(Point-per-instance localization data)
BEGIN
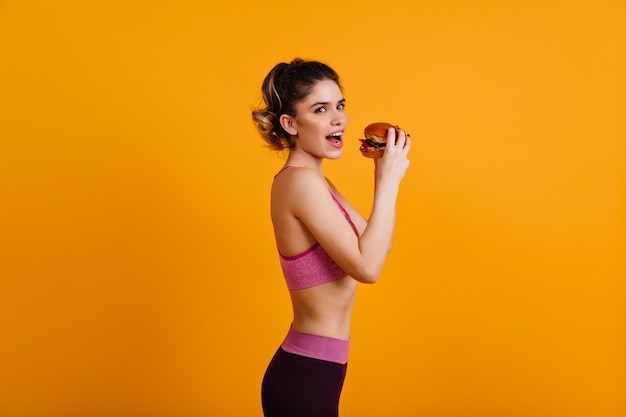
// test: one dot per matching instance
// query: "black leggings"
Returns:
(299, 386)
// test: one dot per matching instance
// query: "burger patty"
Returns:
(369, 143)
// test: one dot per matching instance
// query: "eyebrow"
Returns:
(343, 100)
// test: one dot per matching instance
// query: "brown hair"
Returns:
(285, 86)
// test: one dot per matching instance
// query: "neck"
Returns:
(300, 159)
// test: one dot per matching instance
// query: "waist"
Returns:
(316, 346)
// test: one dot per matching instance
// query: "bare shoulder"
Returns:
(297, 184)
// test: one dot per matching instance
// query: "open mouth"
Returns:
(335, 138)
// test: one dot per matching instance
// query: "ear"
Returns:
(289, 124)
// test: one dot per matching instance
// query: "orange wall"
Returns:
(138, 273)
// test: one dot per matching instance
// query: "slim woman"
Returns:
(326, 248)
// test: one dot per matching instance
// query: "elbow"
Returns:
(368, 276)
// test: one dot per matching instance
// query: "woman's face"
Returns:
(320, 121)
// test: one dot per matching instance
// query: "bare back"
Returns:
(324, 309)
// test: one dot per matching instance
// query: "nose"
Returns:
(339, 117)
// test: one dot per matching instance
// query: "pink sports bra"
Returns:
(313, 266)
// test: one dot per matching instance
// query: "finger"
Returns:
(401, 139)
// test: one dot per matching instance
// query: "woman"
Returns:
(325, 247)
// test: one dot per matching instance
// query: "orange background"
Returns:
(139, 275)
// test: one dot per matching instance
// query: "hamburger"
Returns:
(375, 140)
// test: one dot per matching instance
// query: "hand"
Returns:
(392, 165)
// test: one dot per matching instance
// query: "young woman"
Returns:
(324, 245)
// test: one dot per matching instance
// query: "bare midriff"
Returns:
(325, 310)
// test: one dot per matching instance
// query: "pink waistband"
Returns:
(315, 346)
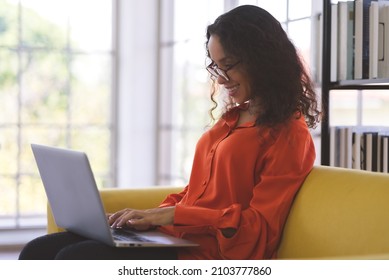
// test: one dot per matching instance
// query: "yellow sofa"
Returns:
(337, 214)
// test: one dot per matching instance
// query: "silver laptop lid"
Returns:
END
Working from the entries above, find every line in which the word "pink" occurs and copy it.

// query: "pink sports bra"
// query: "pink waistband"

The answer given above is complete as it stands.